— Start Text excerpt —

More than a year after Price was traded by Tampa Bay, he remains popular with his former teammates. Price stopped by the Rays clubhouse for a visit before batting practice Friday.

''Everybody feels like they're best friends with him,'' Archer said. ''Hopefully, I can be that influence on some younger guys who aren't even here yet.''

Price repaid the compliment, calling Archer ''a good friend'' and ''great teammate.''

Archer is 12-12 with a 2.92 ERA.

''He's definitely made very big strides out there on the mound,'' Price said. ''It's fun to see. I think he's kind of scratching the surface of what he could be. He's going to be very good.''

Price was dealt to Detroit at the deadline in 2014, then was traded to Toronto on July 30 this year. He is 8-1 with a 1.95 ERA in 10 starts for the AL East-leading Blue Jays.

— End Text excerpt —

◆ **Aim of the task**: Pick up the baseball text about Price and Archer where it stops, writing the next few sentences in the same style. The material that comes next is separate and has no connection to the baseball text.

— Start Information shown —

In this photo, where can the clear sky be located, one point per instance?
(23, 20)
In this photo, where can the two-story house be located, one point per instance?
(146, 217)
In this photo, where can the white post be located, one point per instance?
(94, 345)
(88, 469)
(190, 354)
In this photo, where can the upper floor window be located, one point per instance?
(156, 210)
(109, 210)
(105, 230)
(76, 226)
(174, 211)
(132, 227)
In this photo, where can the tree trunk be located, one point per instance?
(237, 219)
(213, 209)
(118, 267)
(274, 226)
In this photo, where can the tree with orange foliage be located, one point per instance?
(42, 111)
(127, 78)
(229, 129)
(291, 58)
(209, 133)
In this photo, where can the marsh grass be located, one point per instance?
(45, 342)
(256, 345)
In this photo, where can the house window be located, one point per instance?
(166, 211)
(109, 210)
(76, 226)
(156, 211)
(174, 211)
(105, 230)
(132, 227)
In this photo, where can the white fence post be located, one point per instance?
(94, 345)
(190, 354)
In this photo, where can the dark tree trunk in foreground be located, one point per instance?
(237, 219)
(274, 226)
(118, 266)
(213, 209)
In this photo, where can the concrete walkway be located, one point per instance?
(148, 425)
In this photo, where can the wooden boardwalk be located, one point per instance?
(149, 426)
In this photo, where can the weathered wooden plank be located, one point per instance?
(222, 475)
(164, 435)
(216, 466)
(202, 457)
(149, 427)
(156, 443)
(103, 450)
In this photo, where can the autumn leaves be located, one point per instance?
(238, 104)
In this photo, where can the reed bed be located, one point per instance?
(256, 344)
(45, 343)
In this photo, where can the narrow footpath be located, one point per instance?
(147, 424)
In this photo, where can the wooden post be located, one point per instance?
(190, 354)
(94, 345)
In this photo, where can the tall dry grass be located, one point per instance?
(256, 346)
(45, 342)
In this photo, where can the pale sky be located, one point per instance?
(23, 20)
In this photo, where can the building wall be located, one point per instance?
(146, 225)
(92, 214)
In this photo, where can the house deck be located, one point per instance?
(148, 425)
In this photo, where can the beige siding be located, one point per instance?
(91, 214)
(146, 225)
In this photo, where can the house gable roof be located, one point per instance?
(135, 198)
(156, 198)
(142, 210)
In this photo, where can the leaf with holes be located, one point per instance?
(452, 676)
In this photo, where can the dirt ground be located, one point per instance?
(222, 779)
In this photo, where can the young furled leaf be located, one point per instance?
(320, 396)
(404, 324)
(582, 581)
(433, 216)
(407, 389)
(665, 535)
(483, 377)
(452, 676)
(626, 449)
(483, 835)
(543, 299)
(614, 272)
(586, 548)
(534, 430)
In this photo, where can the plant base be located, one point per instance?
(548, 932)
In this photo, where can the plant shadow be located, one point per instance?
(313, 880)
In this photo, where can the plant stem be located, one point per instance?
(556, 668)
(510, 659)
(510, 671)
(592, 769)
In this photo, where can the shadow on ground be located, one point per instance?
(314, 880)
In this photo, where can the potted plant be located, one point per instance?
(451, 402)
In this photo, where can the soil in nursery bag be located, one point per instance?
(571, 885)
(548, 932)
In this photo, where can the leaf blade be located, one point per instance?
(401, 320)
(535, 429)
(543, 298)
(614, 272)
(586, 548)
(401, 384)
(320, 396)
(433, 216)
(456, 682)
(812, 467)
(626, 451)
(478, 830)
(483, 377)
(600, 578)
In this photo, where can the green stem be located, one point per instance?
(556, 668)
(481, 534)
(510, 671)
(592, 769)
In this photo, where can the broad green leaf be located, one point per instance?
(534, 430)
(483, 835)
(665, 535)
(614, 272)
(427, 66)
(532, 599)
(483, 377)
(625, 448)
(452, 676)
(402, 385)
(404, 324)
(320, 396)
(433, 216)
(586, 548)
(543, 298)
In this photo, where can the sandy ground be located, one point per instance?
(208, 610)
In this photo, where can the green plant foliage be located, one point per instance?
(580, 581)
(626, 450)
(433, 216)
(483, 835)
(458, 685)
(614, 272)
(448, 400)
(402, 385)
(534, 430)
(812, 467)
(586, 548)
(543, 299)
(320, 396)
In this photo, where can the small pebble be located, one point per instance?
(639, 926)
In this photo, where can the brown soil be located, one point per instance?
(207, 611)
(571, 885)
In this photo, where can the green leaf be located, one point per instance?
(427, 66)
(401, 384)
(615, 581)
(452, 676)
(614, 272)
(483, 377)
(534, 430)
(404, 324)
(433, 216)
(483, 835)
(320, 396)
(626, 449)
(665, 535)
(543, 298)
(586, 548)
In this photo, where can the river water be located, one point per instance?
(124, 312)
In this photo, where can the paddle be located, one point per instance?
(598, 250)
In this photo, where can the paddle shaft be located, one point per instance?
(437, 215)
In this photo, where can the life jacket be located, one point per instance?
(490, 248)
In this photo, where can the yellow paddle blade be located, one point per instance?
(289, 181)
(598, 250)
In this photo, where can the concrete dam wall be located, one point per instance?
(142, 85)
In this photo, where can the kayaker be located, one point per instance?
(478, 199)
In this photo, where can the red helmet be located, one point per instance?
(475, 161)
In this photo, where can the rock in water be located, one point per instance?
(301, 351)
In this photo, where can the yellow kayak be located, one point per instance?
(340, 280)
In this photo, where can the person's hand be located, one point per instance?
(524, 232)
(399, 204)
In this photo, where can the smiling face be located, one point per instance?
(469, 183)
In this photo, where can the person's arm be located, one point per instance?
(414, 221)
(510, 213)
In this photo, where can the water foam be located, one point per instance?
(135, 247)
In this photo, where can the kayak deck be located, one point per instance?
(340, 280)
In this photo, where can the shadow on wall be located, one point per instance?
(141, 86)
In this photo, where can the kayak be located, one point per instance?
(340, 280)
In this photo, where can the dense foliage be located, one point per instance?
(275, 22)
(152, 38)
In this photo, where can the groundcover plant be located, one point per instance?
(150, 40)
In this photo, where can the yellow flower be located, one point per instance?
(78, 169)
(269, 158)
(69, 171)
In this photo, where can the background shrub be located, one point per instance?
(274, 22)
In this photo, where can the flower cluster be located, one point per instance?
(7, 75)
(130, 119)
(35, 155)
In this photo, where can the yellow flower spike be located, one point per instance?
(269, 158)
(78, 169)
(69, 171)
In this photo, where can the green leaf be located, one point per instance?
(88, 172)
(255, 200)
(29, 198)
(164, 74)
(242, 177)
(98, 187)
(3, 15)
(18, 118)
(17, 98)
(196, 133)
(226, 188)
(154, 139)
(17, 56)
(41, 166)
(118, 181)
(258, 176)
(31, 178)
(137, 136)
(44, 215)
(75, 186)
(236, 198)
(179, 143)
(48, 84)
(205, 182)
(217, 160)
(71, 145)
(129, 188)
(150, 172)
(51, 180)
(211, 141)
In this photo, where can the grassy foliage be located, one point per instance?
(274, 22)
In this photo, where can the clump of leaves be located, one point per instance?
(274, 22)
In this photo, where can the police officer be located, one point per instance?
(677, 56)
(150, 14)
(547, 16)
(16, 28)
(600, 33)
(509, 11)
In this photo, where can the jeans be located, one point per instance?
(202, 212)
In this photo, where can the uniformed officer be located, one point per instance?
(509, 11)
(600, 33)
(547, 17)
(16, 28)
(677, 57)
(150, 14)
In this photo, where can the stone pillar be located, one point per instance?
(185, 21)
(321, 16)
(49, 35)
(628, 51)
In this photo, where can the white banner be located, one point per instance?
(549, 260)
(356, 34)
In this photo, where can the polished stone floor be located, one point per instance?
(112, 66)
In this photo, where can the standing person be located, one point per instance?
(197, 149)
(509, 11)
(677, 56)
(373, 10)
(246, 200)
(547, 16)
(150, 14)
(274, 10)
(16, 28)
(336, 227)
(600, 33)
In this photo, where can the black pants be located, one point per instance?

— End Information shown —

◆ **Written response**:
''We've still got a lot of pitchers who still do things because Price did them,'' Rays manager Kevin Cash said. ''That's what they talk about, is David Price. I think that speaks volumes about him as a person, as a leader, as a pitcher. It certainly seems like they're following the right guy because he's a had a tremendous career so far.''

Archer still has vivid memories of his first meeting with Price. A high-schooler who'd been drafted by Cleveland in 2007, Archer was doing offseason workouts at Vanderbilt, where Price was an All-American. Because they shared the same agent, Archer was throwing to a young catcher named Josh Donaldson, now Toronto's star third baseman and an AL MVP candidate. Price came in to throw after Archer's session was done, and the right-hander introduced himself to the star lefty.

''I'll never forget it,'' Archer said. ''He's everything I wanted to be.''

Still, Archer and the Rays won't be taking it easy on Toronto, which is on the verge of ending a 22-year playoff drought.

''We are trying to play spoiler,'' Archer said.